Natural-language object grounding data

-=-=-=-=-

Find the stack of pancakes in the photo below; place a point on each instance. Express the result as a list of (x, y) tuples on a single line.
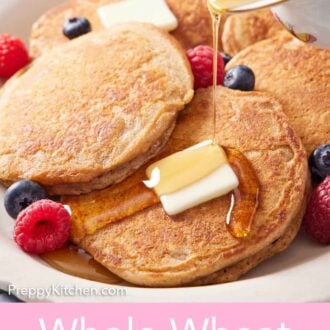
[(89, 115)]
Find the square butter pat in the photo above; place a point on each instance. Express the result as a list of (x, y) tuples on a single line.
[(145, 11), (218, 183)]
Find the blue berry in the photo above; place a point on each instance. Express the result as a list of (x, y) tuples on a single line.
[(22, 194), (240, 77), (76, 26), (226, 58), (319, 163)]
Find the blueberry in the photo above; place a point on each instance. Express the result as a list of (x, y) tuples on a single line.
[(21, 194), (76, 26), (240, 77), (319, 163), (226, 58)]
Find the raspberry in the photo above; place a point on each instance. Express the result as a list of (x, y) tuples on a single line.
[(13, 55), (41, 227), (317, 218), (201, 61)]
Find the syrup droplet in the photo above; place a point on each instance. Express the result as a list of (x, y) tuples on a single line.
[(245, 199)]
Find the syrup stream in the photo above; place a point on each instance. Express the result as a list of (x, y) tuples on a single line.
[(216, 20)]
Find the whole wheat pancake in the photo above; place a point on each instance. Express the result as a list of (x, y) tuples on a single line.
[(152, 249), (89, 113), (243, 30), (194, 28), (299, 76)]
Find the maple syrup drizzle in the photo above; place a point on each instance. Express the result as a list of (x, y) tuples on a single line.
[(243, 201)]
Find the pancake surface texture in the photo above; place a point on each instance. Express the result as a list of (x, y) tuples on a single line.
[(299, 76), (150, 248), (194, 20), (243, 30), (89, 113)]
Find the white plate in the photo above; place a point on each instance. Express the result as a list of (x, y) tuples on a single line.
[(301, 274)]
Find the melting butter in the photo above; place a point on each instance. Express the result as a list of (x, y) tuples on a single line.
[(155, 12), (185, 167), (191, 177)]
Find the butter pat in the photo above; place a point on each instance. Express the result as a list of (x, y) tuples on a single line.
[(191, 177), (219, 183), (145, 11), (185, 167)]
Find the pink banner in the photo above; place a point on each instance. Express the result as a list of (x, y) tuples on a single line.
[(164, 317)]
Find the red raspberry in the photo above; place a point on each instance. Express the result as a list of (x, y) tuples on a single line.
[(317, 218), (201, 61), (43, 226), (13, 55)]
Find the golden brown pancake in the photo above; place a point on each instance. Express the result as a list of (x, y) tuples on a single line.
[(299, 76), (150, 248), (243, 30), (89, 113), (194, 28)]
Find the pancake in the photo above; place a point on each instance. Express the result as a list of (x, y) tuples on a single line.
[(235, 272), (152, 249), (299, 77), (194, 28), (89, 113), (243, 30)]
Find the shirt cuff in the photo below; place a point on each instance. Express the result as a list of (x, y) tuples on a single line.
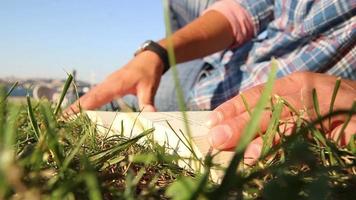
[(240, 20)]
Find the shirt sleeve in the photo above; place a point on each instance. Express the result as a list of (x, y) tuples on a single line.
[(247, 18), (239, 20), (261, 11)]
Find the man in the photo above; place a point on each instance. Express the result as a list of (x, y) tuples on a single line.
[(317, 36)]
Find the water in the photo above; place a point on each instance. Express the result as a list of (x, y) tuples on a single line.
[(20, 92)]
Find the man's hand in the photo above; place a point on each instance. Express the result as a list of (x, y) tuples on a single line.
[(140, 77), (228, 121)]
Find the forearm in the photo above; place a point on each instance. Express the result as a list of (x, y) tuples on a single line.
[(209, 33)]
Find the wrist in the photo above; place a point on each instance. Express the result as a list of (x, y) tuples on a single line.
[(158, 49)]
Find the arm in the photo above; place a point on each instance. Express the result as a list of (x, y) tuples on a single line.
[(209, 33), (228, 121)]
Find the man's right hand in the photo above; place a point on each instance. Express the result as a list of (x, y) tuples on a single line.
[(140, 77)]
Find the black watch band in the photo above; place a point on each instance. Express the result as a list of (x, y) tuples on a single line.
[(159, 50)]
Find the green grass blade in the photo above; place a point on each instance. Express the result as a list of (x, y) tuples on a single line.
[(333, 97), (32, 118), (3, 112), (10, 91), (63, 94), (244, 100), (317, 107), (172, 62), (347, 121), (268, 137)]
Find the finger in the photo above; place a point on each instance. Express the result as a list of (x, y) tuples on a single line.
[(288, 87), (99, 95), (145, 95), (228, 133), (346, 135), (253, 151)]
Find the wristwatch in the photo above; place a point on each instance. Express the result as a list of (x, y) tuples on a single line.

-=-=-=-=-

WORK TO COMPLETE
Would you set down each line of the data exactly, with no images included?

OUTPUT
Find the stack of pancakes in the photo below; place a point on each instance. Express the result as a list of (x, y) tuples on a single line.
[(89, 115)]
Find the square butter pat in the photo above; place a point on each instance. Express the result as a list of (x, y) tuples on a single line.
[(145, 11), (218, 183)]
Find the blue berry in the photo above; place a point on each instance. Express the result as a list of (x, y) tuples on a single line.
[(22, 194), (240, 77), (76, 26), (226, 58), (319, 163)]
Find the blueberry in the photo above; place a point on each instance. Express the result as a list of (x, y) tuples on a single line.
[(21, 194), (76, 26), (240, 77), (319, 163), (226, 58)]
Find the raspberry in the photo above; place a point on each instance. Express the result as a list of (x, y) tuples on a single line.
[(13, 55), (41, 227), (317, 218), (201, 61)]
Find the syrup droplet in the photo above; place a point on each instance. Express the result as a list of (x, y) tuples on a single line.
[(245, 199)]
Find the syrup stream in the photo above; place a point on each instance. Express the result as a list of (x, y) tuples on a single line.
[(216, 20)]
Find the whole wheat pancake in the photo above; place a point on each instance. Express the result as a list of (x, y) tuples on a single line.
[(152, 249), (89, 113), (243, 30), (194, 28), (299, 76)]
Find the maple syrup drizzle in the photo above; place a point on each instance. Express the result as a list of (x, y) tuples on a single line.
[(243, 201)]
Find the pancake surface texture in the photo above; place a point on each instance. Express the result as a list of (x, y) tuples on a single line.
[(299, 76), (150, 248), (194, 20), (243, 30), (89, 113)]
Find the white plate in the photo above; place a point on each instance. Express the result as a list of (x, y) tuples on a single line.
[(301, 274)]
Find the melting butter in the photo above; place a point on each instance. Express the result as a list of (x, y) tuples on a single line.
[(155, 12), (185, 167), (191, 177)]
Find the butter pat in the photo above; place a point on each instance. Express the result as a list of (x, y) tuples on a single line.
[(191, 177), (219, 183), (145, 11), (185, 167)]
Find the pink banner in the photo above; place a point on each instance. Express the result as a list of (x, y) tuples on a single line.
[(164, 317)]
Find the red raspberry in the photo above; place a point on each instance. Express the result as a list of (x, y) tuples on a single line.
[(317, 218), (201, 61), (43, 226), (13, 55)]
Find the golden brown pancake in the photo above; place a point on each instance. Express the result as a list of (x, y) tuples on a single line.
[(299, 76), (150, 248), (243, 30), (89, 113), (194, 28)]
Find the pancake in the photo above; place a point on each instance. Express the result as a list of (x, y) tuples on a single line.
[(235, 272), (152, 249), (299, 77), (194, 28), (89, 113), (243, 30)]
Find the shirt cuff in the photo below; place a point on each instance. Express the result as a list of (x, y) tuples on a single line.
[(240, 20)]
Find the shirt sleeve in the photo above; place a point on each instance. Express the result as a list of (x, y) tuples on a single line.
[(247, 18), (239, 20), (261, 11)]
Find the man in the photo above; place a point on each instance. Express the result as a list of (x, y) tuples on a single line.
[(317, 36)]
Find the water in the photo above; place a point on each instance. Express the result as a list of (x, y) tuples on a single line.
[(20, 92)]
Find the man's hand in the photo above; place a point on each instance. Express the result as a list of (x, y) tuples on a single line.
[(140, 77), (228, 121)]
Find the forearm in the photo above; place a point on each instance. Express the result as a list of (x, y) tuples on a single line.
[(209, 33)]
Find the wrist in the photo above; place a point on each instance. Express the result as a list of (x, y) tuples on a single line.
[(158, 49)]
Find the arm in the photo above; place a point on each instance. Express the result as a list of (x, y) tuples on a single line.
[(209, 33), (228, 121)]
Find the man's right hand in the photo above; place a point on each instance. Express the result as a list of (x, y) tuples on a single line.
[(140, 77)]
Find the black watch band in the photo above; place a point on each instance. Express the result as a list of (x, y) tuples on a single line.
[(159, 50)]
Find the green grass blade in the photo above; place a point on each instance. Express the result as a list of (x, y) tuples on a single line.
[(333, 97), (32, 118), (3, 112), (10, 91), (63, 94), (244, 100), (317, 107), (172, 62), (347, 121), (268, 137)]
Find the finger in the photo above; place a point on each instance. Express the result as a list of (x, y) tuples on a single line.
[(288, 87), (99, 95), (145, 95), (228, 133), (346, 135), (253, 151)]
Find the wristwatch in the photo above; place a point on each instance. Express the result as a list of (x, y) tuples on a single line.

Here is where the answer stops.